QUOTED PASSAGE ▸
(begin)

Cotton Technologies

Treatments Require Management To Curb Weeds In Cotton

Treatments Require Management To Curb Weeds In Cotton

BETTY VALLE GEGG-NAEGER
MidAmerica Farmer Grower

JACKSON, TENN.
   New and old cotton technologies and their usefulness were reviewed recently by Dr. Larry Steckel, University of Tennessee extension research weed specialist. The new technologies are actually based on the old, he said, some of which have been around for 40-50 years. None of these new technologies are labeled yet.
   The first technology he discussed was the herbicide Brake F2 that is awaiting a section 18 designation in Tennessee.










  Dr. Larry Steckel, University of Tennessee extension research
  weed specialist reviews new and old cotton technologies.

  Photo by John LaRose, Jr.











   “This is a preemergence herbicide that is a pre-mix of fluridone which is a similar herbicide to Zorial and Fomesafen,” he explained. “It can be put out preplant, and in our research these last couple of years it’s provided very good residual control at least as good as many of our other premixes like Cotoran/Caparol. It also has a very good environmental profile since the herbicide fluridone can be used in water very safely so there’s a lot of big plusses to it.

(end)

Excerpts of labeled region data:

(begin)

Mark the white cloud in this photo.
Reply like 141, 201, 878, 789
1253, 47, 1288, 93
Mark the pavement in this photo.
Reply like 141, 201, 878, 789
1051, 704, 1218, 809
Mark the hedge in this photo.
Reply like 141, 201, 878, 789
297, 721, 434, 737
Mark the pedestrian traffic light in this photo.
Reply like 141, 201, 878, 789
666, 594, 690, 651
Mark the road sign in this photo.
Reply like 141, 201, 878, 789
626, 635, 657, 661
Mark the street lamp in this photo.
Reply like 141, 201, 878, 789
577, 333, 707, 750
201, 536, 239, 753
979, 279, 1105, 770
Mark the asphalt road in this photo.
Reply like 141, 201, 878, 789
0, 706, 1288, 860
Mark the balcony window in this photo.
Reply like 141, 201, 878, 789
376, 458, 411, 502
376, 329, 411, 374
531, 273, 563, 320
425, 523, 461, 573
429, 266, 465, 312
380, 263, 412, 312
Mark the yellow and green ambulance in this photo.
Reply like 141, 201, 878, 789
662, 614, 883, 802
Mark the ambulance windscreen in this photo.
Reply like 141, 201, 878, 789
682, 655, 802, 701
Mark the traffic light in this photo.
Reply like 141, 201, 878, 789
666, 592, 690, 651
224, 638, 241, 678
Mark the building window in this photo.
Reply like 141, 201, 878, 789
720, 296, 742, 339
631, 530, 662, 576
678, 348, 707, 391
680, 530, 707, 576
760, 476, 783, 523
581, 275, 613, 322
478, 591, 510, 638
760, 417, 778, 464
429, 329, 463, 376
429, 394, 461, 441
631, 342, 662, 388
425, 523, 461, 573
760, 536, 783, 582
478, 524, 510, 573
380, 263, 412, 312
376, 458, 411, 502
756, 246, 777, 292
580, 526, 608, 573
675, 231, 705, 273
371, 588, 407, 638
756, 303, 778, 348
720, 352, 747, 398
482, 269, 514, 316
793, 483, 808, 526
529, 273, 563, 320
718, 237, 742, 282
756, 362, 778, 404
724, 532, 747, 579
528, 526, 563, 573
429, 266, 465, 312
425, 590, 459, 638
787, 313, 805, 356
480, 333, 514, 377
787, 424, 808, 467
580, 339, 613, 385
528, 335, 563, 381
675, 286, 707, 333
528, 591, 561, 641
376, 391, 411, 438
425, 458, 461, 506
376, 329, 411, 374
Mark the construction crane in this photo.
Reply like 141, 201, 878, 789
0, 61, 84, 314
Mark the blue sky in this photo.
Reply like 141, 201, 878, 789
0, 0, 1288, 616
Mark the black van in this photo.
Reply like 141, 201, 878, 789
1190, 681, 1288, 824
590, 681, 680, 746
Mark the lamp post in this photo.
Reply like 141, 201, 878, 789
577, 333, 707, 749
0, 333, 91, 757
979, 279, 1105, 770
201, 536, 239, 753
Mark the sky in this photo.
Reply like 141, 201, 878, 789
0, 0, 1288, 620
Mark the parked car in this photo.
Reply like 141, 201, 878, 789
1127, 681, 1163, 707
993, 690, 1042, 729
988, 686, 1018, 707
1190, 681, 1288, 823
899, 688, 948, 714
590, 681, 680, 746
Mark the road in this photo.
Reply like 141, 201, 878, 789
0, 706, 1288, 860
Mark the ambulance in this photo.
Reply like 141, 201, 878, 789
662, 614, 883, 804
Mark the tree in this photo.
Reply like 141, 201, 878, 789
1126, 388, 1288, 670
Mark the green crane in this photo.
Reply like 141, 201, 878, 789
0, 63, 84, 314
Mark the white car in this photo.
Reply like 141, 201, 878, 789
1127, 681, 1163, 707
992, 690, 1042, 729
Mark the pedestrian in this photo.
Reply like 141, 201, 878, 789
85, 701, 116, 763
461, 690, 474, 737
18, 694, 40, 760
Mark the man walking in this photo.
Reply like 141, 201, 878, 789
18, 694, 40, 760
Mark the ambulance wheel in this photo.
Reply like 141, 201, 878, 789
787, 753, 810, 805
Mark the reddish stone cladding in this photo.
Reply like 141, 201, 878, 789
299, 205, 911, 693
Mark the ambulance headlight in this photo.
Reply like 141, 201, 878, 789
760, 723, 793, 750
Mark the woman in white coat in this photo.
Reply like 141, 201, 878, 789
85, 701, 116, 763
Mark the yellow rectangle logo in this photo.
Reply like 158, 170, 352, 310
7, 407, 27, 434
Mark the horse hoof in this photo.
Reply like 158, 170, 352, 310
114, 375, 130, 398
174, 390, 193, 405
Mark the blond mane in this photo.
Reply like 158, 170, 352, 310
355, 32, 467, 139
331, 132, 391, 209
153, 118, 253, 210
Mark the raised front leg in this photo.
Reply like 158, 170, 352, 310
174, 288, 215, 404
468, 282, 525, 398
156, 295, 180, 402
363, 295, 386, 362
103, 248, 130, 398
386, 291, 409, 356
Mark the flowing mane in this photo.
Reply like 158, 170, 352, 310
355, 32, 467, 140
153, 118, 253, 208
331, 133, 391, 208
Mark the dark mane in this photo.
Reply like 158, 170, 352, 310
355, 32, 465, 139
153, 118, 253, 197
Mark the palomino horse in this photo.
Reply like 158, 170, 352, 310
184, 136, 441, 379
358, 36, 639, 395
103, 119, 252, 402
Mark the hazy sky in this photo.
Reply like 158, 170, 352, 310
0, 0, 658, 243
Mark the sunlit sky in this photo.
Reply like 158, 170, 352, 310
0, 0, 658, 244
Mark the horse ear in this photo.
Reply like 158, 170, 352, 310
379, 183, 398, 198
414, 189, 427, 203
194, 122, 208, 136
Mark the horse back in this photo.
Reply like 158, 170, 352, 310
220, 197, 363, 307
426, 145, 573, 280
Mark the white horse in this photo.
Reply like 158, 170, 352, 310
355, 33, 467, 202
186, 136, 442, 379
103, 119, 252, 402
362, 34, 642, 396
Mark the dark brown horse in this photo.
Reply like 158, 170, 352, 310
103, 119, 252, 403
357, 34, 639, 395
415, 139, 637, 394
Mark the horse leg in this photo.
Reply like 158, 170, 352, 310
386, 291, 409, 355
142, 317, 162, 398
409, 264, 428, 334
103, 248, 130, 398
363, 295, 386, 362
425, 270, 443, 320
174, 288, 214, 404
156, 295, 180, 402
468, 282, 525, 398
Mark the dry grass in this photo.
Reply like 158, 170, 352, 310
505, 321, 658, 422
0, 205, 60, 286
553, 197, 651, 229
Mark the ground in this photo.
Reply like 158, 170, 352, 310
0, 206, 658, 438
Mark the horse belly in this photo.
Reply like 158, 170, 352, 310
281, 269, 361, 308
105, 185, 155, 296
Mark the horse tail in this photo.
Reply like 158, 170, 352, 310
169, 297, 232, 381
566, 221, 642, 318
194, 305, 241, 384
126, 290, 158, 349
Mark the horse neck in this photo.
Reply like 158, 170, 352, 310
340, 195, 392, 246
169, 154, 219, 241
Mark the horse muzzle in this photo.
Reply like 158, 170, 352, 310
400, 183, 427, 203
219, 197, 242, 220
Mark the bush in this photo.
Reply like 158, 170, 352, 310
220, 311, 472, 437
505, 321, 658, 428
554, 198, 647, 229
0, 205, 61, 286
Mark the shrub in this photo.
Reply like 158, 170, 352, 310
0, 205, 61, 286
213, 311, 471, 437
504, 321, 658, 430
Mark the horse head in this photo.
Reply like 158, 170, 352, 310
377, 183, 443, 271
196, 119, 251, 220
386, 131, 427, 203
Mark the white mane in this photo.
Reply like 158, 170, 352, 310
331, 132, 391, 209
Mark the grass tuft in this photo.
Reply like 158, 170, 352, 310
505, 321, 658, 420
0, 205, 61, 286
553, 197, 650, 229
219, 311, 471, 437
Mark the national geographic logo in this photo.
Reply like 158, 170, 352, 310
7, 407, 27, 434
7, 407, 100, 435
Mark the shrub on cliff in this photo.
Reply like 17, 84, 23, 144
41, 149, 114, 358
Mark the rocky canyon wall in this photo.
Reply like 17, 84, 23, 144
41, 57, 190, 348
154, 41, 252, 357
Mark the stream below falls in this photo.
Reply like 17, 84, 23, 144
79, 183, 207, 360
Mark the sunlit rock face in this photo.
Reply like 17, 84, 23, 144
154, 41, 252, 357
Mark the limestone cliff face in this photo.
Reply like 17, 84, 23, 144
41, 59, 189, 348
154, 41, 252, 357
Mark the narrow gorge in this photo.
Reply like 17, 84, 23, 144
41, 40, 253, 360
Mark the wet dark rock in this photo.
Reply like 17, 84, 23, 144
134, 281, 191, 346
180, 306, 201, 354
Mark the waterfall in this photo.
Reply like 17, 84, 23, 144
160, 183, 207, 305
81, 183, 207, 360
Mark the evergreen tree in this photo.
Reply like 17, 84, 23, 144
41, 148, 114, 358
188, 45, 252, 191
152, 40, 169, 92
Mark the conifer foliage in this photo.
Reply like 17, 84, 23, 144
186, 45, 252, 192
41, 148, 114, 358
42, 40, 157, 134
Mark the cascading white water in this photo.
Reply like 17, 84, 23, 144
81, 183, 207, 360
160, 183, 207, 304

(end)

TASK LIST ▸
[1] Output the stretch of the article on weed control in cotton from "BETTY VALLE GEGG-NAEGER" through "designation in Tennessee.", copied word for word.
[2] From the listing, return verbatim the stretch from the line containing "Mark the raised front leg in this photo." through the line containing "362, 34, 642, 396", including both of those lines.

RESPONSES FOR EACH TASK ▸
[1]
BETTY VALLE GEGG-NAEGER
MidAmerica Farmer Grower

JACKSON, TENN.
   New and old cotton technologies and their usefulness were reviewed recently by Dr. Larry Steckel, University of Tennessee extension research weed specialist. The new technologies are actually based on the old, he said, some of which have been around for 40-50 years. None of these new technologies are labeled yet.
   The first technology he discussed was the herbicide Brake F2 that is awaiting a section 18 designation in Tennessee.

[2]
Mark the raised front leg in this photo.
Reply like 158, 170, 352, 310
174, 288, 215, 404
468, 282, 525, 398
156, 295, 180, 402
363, 295, 386, 362
103, 248, 130, 398
386, 291, 409, 356
Mark the flowing mane in this photo.
Reply like 158, 170, 352, 310
355, 32, 467, 140
153, 118, 253, 208
331, 133, 391, 208
Mark the dark mane in this photo.
Reply like 158, 170, 352, 310
355, 32, 465, 139
153, 118, 253, 197
Mark the palomino horse in this photo.
Reply like 158, 170, 352, 310
184, 136, 441, 379
358, 36, 639, 395
103, 119, 252, 402
Mark the hazy sky in this photo.
Reply like 158, 170, 352, 310
0, 0, 658, 243
Mark the sunlit sky in this photo.
Reply like 158, 170, 352, 310
0, 0, 658, 244
Mark the horse ear in this photo.
Reply like 158, 170, 352, 310
379, 183, 398, 198
414, 189, 427, 203
194, 122, 208, 136
Mark the horse back in this photo.
Reply like 158, 170, 352, 310
220, 197, 363, 307
426, 145, 573, 280
Mark the white horse in this photo.
Reply like 158, 170, 352, 310
355, 33, 467, 202
186, 136, 442, 379
103, 119, 252, 402
362, 34, 642, 396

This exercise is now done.